# Exercise goal
For this exercise, reproduce the entries below exactly, but only from the line containing "Prompt: place one marker on each instance of the iron" through the line containing "Prompt: place one marker on each instance of the paved", both included.
————
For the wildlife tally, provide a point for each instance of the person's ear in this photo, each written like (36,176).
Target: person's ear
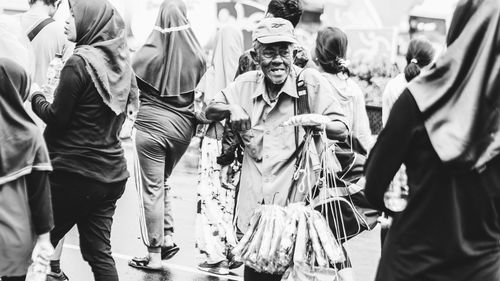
(253,54)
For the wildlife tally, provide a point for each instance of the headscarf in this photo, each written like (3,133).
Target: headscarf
(14,43)
(22,148)
(460,96)
(228,48)
(171,60)
(101,42)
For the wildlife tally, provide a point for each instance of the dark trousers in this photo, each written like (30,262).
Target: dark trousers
(90,205)
(250,274)
(18,278)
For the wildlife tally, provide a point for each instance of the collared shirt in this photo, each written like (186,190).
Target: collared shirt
(268,162)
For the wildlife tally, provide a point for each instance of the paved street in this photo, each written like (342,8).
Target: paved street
(126,241)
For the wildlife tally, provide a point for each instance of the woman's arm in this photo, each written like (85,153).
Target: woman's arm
(71,85)
(39,200)
(361,126)
(391,147)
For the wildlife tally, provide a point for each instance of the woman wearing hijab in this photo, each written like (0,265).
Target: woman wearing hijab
(419,56)
(168,67)
(215,232)
(445,127)
(25,206)
(330,56)
(96,87)
(15,45)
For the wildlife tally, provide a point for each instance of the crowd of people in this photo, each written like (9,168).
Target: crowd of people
(439,146)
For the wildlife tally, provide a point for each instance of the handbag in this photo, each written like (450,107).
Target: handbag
(333,174)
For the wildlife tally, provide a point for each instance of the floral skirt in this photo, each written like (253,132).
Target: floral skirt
(215,231)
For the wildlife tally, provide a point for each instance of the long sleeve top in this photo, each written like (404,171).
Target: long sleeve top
(353,104)
(450,228)
(82,131)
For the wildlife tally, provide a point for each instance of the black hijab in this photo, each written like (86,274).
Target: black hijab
(460,96)
(171,60)
(22,148)
(101,42)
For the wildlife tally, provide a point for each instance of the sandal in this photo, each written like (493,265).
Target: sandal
(169,252)
(142,263)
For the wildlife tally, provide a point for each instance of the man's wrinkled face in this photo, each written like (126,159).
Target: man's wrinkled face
(275,60)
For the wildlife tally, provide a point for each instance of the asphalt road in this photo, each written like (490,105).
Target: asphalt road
(126,242)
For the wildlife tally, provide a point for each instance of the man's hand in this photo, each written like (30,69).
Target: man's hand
(34,89)
(43,250)
(224,175)
(240,121)
(311,120)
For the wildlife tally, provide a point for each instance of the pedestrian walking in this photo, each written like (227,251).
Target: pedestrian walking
(330,56)
(48,40)
(256,103)
(419,58)
(96,88)
(25,205)
(45,34)
(14,44)
(445,128)
(168,67)
(216,235)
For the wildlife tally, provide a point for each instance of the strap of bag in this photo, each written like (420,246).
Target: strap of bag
(34,32)
(301,104)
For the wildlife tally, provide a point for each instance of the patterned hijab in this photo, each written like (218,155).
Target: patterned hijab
(22,148)
(460,97)
(228,48)
(171,60)
(101,42)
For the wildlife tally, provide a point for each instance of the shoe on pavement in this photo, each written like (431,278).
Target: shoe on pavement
(233,263)
(57,276)
(169,252)
(220,268)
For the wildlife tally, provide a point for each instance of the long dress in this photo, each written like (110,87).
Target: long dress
(450,229)
(215,233)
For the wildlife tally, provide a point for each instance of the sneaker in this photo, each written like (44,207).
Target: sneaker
(220,268)
(59,276)
(233,263)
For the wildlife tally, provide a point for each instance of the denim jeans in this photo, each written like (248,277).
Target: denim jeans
(90,205)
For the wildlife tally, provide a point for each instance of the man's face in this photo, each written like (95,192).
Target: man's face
(275,60)
(53,8)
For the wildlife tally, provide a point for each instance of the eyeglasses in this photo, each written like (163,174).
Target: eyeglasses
(271,53)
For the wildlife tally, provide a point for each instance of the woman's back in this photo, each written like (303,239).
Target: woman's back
(450,228)
(82,131)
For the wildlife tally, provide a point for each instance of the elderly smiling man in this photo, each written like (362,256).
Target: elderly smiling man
(256,103)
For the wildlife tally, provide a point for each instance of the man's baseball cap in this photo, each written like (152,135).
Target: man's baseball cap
(272,30)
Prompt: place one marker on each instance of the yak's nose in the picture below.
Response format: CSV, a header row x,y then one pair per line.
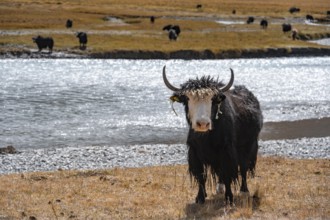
x,y
203,125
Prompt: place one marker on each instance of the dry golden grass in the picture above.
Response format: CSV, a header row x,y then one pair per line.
x,y
137,33
282,188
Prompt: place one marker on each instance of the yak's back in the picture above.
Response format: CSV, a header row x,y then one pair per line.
x,y
246,105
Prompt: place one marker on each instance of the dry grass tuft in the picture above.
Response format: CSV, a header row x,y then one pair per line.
x,y
282,188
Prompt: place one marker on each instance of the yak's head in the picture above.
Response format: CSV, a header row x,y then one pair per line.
x,y
35,39
202,100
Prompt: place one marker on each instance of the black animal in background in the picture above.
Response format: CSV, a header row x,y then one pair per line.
x,y
173,31
294,34
264,23
309,18
167,27
224,126
172,34
44,42
152,19
250,20
294,10
286,27
69,23
82,39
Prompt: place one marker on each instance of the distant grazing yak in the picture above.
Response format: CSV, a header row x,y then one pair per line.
x,y
294,34
68,23
294,10
82,39
172,34
286,27
152,19
173,31
309,18
44,42
264,23
250,20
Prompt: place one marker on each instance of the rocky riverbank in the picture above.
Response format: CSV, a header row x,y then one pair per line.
x,y
102,157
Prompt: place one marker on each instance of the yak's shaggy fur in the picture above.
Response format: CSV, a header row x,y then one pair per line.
x,y
230,147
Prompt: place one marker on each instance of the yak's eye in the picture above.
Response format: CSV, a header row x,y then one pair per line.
x,y
180,99
219,98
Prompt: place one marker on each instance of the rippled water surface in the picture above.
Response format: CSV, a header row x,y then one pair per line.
x,y
73,102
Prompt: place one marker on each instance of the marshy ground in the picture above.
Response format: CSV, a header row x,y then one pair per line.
x,y
125,25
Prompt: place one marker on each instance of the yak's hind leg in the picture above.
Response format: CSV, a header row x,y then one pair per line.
x,y
247,162
196,169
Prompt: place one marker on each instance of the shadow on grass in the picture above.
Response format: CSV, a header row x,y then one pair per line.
x,y
216,207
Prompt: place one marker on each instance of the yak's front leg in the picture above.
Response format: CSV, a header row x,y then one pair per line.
x,y
196,169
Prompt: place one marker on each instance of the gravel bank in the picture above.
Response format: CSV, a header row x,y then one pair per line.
x,y
142,155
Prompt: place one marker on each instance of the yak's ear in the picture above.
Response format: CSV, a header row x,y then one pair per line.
x,y
175,98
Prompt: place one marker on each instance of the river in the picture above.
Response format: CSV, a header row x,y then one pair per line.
x,y
53,103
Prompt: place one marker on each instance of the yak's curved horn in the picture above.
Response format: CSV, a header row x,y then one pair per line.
x,y
167,83
230,83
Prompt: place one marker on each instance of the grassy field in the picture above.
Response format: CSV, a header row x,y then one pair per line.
x,y
282,188
132,29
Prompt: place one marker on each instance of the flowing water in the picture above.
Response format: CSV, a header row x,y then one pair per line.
x,y
47,103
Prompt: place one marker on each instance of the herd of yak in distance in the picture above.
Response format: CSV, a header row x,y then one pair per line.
x,y
173,30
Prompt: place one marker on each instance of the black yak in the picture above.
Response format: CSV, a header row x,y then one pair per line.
x,y
152,19
294,34
286,27
68,23
250,20
309,18
264,23
44,42
294,9
82,39
172,34
224,126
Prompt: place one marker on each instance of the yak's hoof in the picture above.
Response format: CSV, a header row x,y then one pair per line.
x,y
200,200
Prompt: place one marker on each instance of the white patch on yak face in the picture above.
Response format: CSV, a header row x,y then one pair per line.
x,y
200,106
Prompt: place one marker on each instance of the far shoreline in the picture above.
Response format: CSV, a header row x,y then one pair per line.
x,y
179,54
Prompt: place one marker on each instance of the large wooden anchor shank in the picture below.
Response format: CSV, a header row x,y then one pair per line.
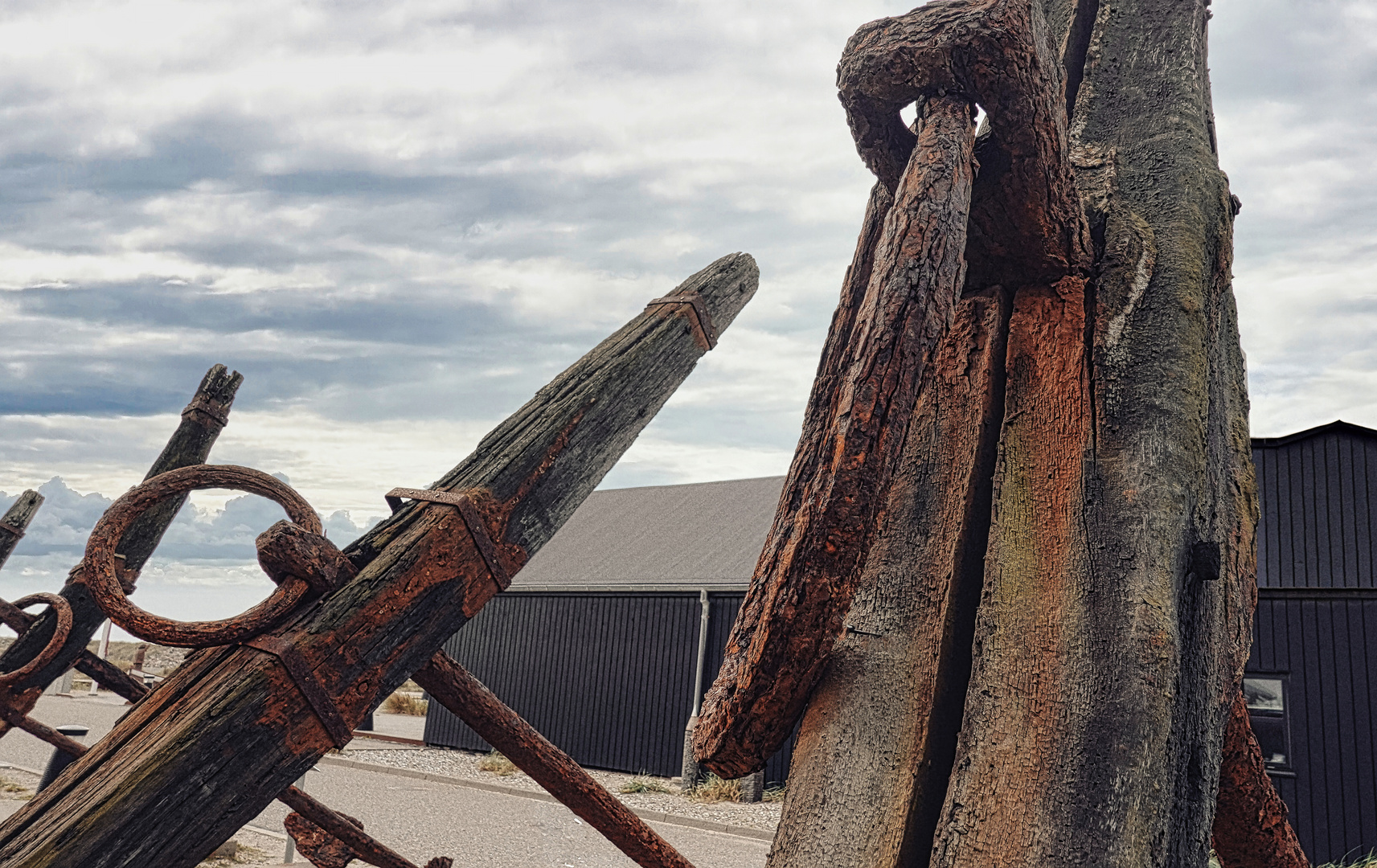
x,y
237,723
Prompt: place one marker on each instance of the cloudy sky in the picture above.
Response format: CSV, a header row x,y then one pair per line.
x,y
400,219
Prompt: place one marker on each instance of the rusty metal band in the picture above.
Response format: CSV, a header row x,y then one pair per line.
x,y
471,518
15,617
700,310
214,410
306,682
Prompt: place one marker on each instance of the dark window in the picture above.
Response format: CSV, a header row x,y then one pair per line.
x,y
1266,696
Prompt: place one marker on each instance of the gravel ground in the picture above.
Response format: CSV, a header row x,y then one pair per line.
x,y
465,765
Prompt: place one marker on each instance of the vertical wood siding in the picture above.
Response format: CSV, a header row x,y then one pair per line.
x,y
1330,671
1317,623
1317,499
606,677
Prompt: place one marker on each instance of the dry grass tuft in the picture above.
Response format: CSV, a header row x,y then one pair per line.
x,y
715,790
498,764
643,784
405,703
244,854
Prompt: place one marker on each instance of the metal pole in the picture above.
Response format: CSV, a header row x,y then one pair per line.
x,y
689,771
289,856
104,655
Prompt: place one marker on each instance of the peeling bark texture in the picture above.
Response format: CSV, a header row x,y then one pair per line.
x,y
1106,655
1117,584
203,420
847,455
996,54
1251,829
875,751
229,731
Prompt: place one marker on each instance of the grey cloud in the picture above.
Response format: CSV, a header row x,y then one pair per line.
x,y
196,536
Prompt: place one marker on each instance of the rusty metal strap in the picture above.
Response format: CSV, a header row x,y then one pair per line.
x,y
703,318
307,685
471,518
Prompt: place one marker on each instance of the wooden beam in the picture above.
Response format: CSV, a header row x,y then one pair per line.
x,y
229,731
15,521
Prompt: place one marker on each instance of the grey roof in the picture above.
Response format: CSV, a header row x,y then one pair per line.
x,y
658,538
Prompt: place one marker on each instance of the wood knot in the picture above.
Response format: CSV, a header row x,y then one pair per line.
x,y
287,550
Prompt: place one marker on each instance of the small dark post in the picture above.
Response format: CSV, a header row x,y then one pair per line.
x,y
753,787
61,760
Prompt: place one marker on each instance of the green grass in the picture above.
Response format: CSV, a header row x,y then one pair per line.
x,y
498,764
643,784
715,790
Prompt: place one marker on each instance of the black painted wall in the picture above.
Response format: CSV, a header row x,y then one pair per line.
x,y
606,677
1317,627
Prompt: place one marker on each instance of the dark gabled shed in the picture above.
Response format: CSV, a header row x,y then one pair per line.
x,y
1313,673
596,642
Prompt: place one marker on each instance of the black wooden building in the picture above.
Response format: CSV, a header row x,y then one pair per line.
x,y
1311,680
596,642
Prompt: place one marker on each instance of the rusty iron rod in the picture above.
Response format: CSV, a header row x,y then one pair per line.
x,y
364,845
106,674
42,731
456,690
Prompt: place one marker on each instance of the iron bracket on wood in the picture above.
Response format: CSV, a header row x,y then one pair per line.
x,y
306,682
704,327
471,520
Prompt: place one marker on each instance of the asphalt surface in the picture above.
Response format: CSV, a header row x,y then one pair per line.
x,y
422,819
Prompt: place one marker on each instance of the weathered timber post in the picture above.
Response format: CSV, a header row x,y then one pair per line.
x,y
201,424
229,731
1051,608
15,521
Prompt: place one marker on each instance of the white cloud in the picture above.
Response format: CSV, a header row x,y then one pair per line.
x,y
401,219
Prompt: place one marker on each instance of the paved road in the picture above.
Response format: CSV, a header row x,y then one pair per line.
x,y
423,819
479,829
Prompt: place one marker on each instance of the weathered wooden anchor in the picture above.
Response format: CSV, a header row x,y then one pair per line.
x,y
274,690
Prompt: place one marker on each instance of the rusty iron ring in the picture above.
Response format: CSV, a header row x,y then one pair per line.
x,y
59,636
105,588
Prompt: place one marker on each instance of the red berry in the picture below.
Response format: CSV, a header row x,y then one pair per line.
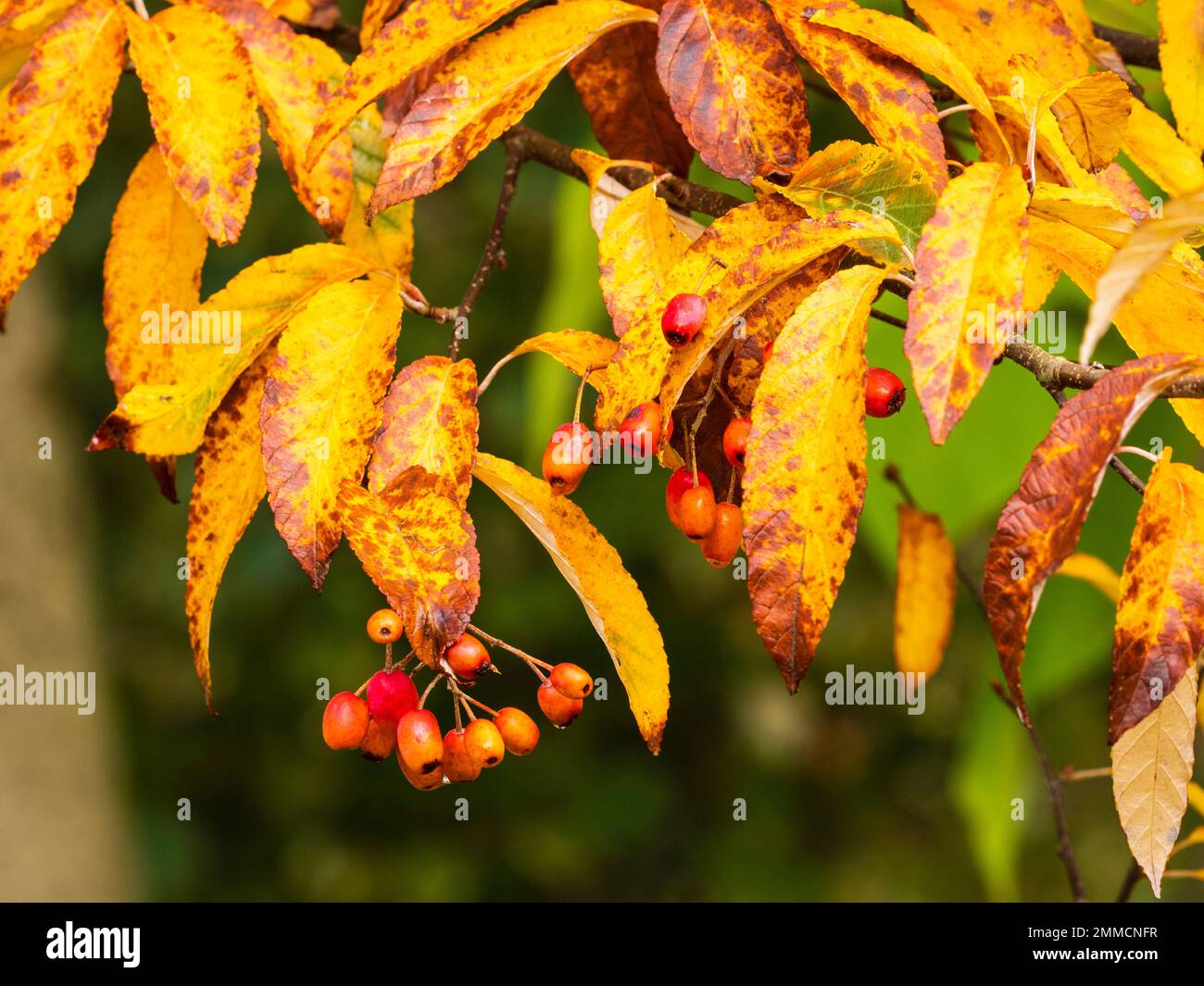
x,y
519,730
420,742
390,696
569,454
683,318
468,657
571,680
384,626
458,765
345,721
735,438
884,393
681,481
484,742
560,709
723,541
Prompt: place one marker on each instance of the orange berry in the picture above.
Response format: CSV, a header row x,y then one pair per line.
x,y
384,626
697,513
345,721
458,765
484,742
468,657
420,742
560,709
723,541
519,730
571,680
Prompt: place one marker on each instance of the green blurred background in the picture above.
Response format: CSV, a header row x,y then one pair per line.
x,y
843,803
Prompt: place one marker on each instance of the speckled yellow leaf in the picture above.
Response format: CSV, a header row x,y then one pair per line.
x,y
1181,55
1151,767
734,85
418,545
805,474
488,88
925,592
52,119
228,486
594,569
422,31
430,420
970,291
169,419
294,77
321,408
155,259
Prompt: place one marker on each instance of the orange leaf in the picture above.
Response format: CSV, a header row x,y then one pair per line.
x,y
805,477
1039,529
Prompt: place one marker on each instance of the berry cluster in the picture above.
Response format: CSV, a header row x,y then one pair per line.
x,y
392,717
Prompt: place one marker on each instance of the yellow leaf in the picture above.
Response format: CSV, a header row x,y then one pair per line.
x,y
1151,767
1181,55
734,85
51,123
169,419
422,31
201,94
321,407
594,571
925,592
418,545
1092,571
1145,249
970,291
227,490
805,476
430,420
294,77
488,88
153,260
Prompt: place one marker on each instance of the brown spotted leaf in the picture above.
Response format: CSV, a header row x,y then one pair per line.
x,y
734,85
321,408
485,89
594,571
418,545
201,93
970,291
805,477
1040,524
228,488
52,120
430,420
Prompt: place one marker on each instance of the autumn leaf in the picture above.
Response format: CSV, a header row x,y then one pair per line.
x,y
594,571
53,119
1038,531
321,408
201,93
805,476
1181,55
486,89
970,291
925,592
630,112
228,486
294,76
418,545
422,31
1151,767
734,85
169,419
887,95
430,420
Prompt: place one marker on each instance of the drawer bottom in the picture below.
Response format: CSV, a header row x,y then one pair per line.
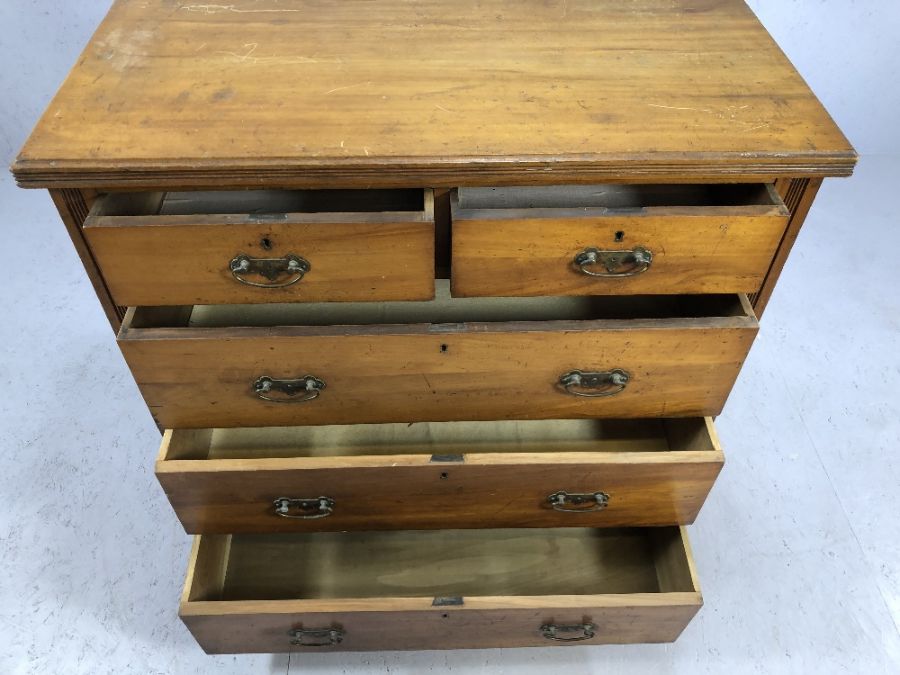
————
# Task output
Prompt: place one marker on each instance of the iron bracket on wood in the picture above.
Response format: CSV, a header row x,y then one pair per line.
x,y
306,682
704,327
471,520
Prompt: place one marker on each instance of the asphalt surface in the picture above.
Response format: CSV, a header row x,y then one pair per line.
x,y
422,819
Prompt: place one marker on each instance of the weathered timber post in the picture above.
Response format: CSV, a header row x,y then one pair per line.
x,y
201,424
229,731
1051,608
15,521
Prompt: place one marker on each instance of the white cloud in the picture above.
Response format: CSV, a header row x,y then one pair per line.
x,y
401,219
Prompt: place one marker on each instance of the paved road in the picture above.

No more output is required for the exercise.